* Problem requirements
Without changing a single word, output each entry.

Material for this task START

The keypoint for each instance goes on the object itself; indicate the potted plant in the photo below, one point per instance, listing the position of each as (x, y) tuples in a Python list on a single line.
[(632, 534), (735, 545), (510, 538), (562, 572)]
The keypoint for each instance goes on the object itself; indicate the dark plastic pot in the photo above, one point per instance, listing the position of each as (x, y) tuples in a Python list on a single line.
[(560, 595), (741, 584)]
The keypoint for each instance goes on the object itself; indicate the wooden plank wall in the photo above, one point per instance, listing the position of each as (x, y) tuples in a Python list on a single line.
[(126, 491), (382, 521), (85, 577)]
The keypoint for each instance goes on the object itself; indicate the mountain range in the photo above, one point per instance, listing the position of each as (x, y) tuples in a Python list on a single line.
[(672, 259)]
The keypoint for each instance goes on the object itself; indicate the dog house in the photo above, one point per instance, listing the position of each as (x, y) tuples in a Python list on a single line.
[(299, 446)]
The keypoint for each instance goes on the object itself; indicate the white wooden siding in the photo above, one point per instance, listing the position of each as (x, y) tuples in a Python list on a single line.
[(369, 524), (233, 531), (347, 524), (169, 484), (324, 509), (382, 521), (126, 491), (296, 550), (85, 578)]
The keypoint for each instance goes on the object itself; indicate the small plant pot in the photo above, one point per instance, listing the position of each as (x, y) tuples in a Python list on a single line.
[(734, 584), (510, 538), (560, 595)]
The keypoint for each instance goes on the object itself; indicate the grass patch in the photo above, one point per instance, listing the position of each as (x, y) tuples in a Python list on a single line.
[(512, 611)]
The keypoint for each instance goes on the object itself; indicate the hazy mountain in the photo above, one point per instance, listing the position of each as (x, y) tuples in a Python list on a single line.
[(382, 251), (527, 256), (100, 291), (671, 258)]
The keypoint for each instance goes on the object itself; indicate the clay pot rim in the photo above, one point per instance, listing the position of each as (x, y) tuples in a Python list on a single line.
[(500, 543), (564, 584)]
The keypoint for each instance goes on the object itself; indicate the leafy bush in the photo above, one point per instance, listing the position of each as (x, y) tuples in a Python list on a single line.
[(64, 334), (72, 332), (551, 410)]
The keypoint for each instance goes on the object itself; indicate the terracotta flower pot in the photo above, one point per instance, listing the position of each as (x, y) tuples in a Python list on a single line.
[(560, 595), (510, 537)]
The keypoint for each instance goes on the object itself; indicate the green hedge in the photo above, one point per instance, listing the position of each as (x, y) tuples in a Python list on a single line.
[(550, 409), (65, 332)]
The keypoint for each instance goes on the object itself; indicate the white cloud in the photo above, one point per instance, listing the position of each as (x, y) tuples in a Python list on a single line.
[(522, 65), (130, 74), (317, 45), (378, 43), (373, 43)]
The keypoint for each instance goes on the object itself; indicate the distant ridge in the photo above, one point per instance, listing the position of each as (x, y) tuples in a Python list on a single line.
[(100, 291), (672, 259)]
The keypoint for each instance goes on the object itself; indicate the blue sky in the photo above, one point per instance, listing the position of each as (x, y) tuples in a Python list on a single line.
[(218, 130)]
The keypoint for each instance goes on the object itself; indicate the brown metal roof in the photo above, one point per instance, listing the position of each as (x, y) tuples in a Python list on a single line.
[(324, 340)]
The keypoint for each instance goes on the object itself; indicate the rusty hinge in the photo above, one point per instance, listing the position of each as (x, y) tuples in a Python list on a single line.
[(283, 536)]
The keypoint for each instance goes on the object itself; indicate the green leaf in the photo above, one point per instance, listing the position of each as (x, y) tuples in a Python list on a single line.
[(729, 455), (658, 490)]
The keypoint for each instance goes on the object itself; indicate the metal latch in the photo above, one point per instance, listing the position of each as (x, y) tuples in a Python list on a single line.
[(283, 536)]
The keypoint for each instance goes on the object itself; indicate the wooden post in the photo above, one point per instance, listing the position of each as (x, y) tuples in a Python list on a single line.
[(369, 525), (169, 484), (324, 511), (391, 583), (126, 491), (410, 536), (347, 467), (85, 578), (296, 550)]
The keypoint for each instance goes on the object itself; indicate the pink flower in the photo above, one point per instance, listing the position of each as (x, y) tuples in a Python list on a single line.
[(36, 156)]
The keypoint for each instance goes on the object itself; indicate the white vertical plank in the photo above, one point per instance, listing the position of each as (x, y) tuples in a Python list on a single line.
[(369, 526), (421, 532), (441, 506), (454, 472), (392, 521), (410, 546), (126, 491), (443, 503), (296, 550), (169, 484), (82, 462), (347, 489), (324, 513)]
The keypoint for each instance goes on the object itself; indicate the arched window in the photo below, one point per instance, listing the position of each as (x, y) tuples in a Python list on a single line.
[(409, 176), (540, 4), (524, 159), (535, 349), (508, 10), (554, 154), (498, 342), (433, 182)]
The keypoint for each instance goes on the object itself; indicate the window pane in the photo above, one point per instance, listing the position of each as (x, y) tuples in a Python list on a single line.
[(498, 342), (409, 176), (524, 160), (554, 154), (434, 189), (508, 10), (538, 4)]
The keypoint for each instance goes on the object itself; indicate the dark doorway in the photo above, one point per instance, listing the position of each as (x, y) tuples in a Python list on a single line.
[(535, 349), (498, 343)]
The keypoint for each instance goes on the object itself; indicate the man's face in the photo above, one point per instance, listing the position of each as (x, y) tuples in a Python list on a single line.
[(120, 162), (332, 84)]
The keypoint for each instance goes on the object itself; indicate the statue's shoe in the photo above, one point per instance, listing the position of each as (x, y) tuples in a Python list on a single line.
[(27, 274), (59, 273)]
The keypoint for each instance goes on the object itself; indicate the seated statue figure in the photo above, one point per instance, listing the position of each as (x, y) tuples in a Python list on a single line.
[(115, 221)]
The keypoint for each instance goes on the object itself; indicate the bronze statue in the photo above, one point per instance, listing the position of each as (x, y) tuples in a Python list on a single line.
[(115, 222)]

Material for this task END

* Task output
The keypoint for each instance goes on the object itself; indicate the potted plant in the photo below, one point per instance, listing the position of each as (x, y) tuples in a Python list on a single line.
[(632, 534), (735, 545), (510, 538), (562, 572)]
The keypoint for each instance goes on the object itself; indicate the dark plastic pot in the photo above, one point per instance, listing the position of each as (x, y) tuples in a Python list on a single line.
[(560, 595), (741, 584)]
The keypoint for each instance goes on the object itself; indicate the wooden plank wall in the photo above, one point per instance, listing the position of each as (x, y) tuples in a Python list on a single line.
[(126, 491), (382, 521), (85, 577)]
The keypoint for each instance goes on the object itself; indicate the mountain range in the photo above, one point per instance, listing the position of each as (x, y) tuples in a Python list on a single line.
[(672, 259)]
The keypoint for each instance goes on the object itself; indicate the dog house in the photo above, one point per instance, listing the position of each as (x, y) tuples in a Python list on a single line.
[(299, 446)]
The keypoint for each instance goes on the object itself; indicate the white wooden siding in the photo above, one point per instance, listing the position of each as (x, y) tuples in a Python list on a single line.
[(369, 524), (233, 531), (347, 524), (169, 484), (324, 509), (382, 521), (126, 491), (296, 550), (85, 578)]
The keypoint for each instance goes on the object itself; indicate the small plant pot in the photo above, one point per instance, listing the position of each as (x, y) tuples in a Python list on a single line.
[(734, 584), (510, 538), (560, 595)]
The keypoint for each instance goes on the object itself; indicate the grass patch in the photo above, one point per instance, listing the position of each as (x, y) tuples in a Python list on a single line.
[(512, 611)]
The keypoint for each instance goes on the object itself; indicate the hazy mountain in the photo above, one point per instance, listing the position of each as (x, y) tuples in a Python list on a single line.
[(382, 251), (527, 256), (100, 291), (671, 258)]
The keypoint for each instance goes on the object itself; indicate the clay pot rim in the photo above, one point per instance, listing the position of each as (x, y) tuples in a Python list on a single line.
[(500, 543), (564, 584)]
The keypoint for each instance goes on the object itself; indicate the leafy bush in the photo above, one point per instance, listing the position of each as (x, y) tuples in a Python list on a single line.
[(64, 334), (72, 332), (551, 410)]
The keypoint for each instance goes on the object itself; indicate the terracotta flower pot in the photo above, one point per instance, listing the position of each as (x, y) tuples in a Python list on a single line.
[(560, 595), (510, 537)]
The keypoint for each instance goes on the object itself; indicate the green hedge in the photo above, one point per instance, listing the position of each as (x, y) tuples in a Python list on a single line.
[(550, 409), (65, 332)]
The keypoint for each instance goes on the object itself; indicate the white cloud in the photo above, one point per instance, listing the position of each as (x, y) tuples in a Python list on a single line.
[(522, 65), (130, 74), (317, 45), (378, 43), (373, 43)]
The keypoint for each instance goes on the object itself; indicate the distant ridge in the photo above, one point per instance, listing the position of each as (x, y) tuples in a Python list on a single line.
[(100, 291), (672, 259)]
The keypoint for each instance goes on the object itself; indicate the blue sky in the photo above, one point per instance, listing the position of each as (x, y) tuples in a Python list on a single line.
[(218, 130)]
The keypoint for each instance goes on the object itself; indicate the brown metal roof in the photo above, one point per instance, listing the position of each as (x, y) tuples in a Python list on a single line.
[(324, 340)]
The keypoint for each instance goes on the object itself; indicate the rusty hinge in the photo above, one point per instance, listing the position of each as (x, y) tuples in a Python list on a single line.
[(283, 536)]
The keypoint for each instance goes on the object itself; indicate the green leaf in the photo above, one point per instance, listing the position of each as (x, y) tuples in a Python list on a single line.
[(729, 455), (658, 490)]
The keypoint for each instance goes on the object itself; indicate the metal latch in the photo above, one point per instance, listing the position of each as (x, y) tuples in a Python list on a single line.
[(283, 536)]
The keypoint for each instance goes on the object itself; indicate the wooden post in the photo above, one point per instance, listing the position of each as (x, y) tuples in a Python list on a single line.
[(369, 525), (169, 484), (324, 511), (391, 583), (126, 491), (410, 536), (347, 467), (85, 578), (296, 550)]
The keypoint for each instance goes on the object itself; indicate the pink flower in the photo above, one point per instance, listing the position of each as (x, y) tuples in a Python list on a single line.
[(36, 156)]
The keypoint for each instance goes on the object itself; indicate the white vertical plank in the photo above, one point per instance, listing the position of each as (x, y) tuples in a Python list on a single line.
[(369, 526), (421, 532), (441, 506), (454, 472), (392, 521), (410, 546), (126, 491), (443, 503), (296, 550), (169, 484), (82, 462), (347, 489), (324, 513)]
The keypoint for each instance goes on the object itself; indicate the arched window in the photo below, one point per instance, listing the position of each as (x, y) tuples in a Python list on a single line.
[(409, 176), (540, 4), (524, 159), (535, 349), (508, 10), (554, 154), (498, 342), (433, 182)]
The keypoint for each instance goes on the object itself; indicate the window pane in the photo above, one point per instance, listing the position of each as (x, y) tuples in a Python list on a single line.
[(498, 342), (409, 176), (524, 160), (554, 154), (434, 189), (508, 10), (538, 4)]
The keypoint for each instance goes on the object itself; indicate the dark doorway in the photo above, one point per instance, listing the position of each as (x, y) tuples in a Python list on a single line.
[(535, 349), (498, 343)]
The keypoint for each instance goes on the object itself; indicate the man's face in the photo above, one point per instance, listing the position of each as (x, y) tuples in a Python list on a single line.
[(120, 162), (332, 84)]
The keypoint for each instance goes on the object itself; indicate the statue's shoe in the photo above, one point per instance, listing the position of each as (x, y) tuples in a Python list on a single line.
[(27, 274), (59, 273)]
The keypoint for each instance goes on the object itself; indicate the seated statue figure in the photo above, one point per instance, listing the position of each as (x, y) tuples in a Python list on a single line.
[(115, 221)]
The keypoint for each instance goes on the object itself; indicate the bronze statue in the photo above, one point per instance, listing the position of each as (x, y) tuples in a Python list on a single line.
[(115, 222)]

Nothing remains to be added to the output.